-- START Information supplied --

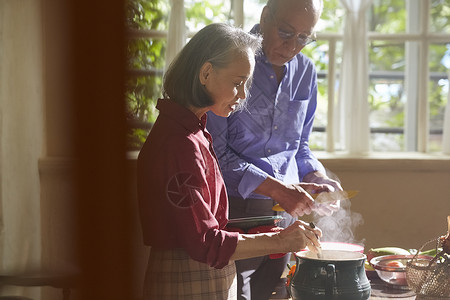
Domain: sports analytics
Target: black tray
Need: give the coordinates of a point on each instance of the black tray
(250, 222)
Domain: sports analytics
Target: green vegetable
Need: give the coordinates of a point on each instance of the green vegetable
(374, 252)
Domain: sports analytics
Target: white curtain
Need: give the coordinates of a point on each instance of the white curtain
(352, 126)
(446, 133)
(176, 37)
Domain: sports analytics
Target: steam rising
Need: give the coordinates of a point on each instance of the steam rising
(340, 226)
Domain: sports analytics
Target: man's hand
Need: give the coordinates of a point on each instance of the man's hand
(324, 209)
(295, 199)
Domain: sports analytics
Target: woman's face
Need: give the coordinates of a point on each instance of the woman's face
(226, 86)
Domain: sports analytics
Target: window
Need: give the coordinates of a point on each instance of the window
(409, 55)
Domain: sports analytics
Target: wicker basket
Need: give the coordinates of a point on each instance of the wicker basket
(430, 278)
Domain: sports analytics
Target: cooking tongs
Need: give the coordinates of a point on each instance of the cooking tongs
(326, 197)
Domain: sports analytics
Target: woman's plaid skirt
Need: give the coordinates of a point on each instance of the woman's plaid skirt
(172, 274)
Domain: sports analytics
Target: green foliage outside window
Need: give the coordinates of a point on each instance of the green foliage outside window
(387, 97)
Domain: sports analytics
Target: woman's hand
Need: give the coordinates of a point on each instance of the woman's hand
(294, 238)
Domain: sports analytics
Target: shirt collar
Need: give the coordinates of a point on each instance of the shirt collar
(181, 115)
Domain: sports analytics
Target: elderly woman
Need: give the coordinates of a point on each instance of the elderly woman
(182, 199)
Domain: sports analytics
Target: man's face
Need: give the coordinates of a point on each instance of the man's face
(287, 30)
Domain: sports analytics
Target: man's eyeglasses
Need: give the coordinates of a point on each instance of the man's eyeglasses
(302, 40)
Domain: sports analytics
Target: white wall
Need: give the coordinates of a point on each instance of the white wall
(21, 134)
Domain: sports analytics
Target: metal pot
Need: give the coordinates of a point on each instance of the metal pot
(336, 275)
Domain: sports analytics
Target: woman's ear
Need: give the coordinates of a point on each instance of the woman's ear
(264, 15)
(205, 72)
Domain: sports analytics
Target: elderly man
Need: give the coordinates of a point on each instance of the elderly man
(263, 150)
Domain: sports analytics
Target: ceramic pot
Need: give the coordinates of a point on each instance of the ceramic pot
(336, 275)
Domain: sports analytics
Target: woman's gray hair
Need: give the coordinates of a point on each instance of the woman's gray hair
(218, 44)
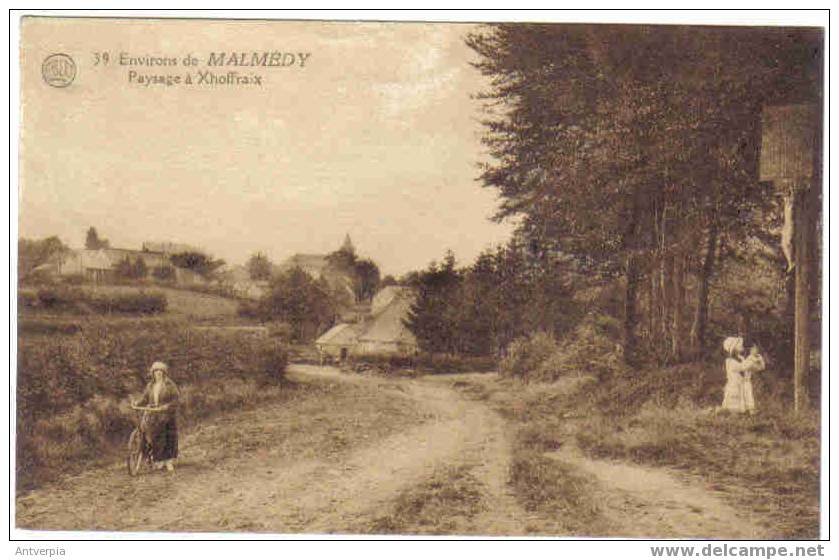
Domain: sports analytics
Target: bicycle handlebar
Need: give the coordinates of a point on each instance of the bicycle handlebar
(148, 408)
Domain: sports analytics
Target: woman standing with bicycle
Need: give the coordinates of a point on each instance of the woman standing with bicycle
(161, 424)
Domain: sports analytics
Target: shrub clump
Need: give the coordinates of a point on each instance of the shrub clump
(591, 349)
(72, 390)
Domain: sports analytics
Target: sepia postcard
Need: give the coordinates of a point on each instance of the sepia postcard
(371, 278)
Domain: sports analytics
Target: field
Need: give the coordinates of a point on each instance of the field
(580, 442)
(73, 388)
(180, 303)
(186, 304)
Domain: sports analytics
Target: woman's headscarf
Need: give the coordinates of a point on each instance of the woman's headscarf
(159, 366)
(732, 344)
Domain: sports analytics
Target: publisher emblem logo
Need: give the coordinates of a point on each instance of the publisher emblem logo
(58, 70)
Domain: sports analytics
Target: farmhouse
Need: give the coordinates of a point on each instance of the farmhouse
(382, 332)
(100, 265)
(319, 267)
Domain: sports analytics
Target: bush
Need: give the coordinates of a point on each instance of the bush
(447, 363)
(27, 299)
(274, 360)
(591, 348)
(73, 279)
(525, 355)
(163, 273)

-- END Information supplied --

*Exercise task*
Please find each line of the data above that contains the word "sepia" and copy it out. Case counts.

*Complete output*
Target: sepia postcard
Need: give the coordinates of a point on each instance of the sepia postcard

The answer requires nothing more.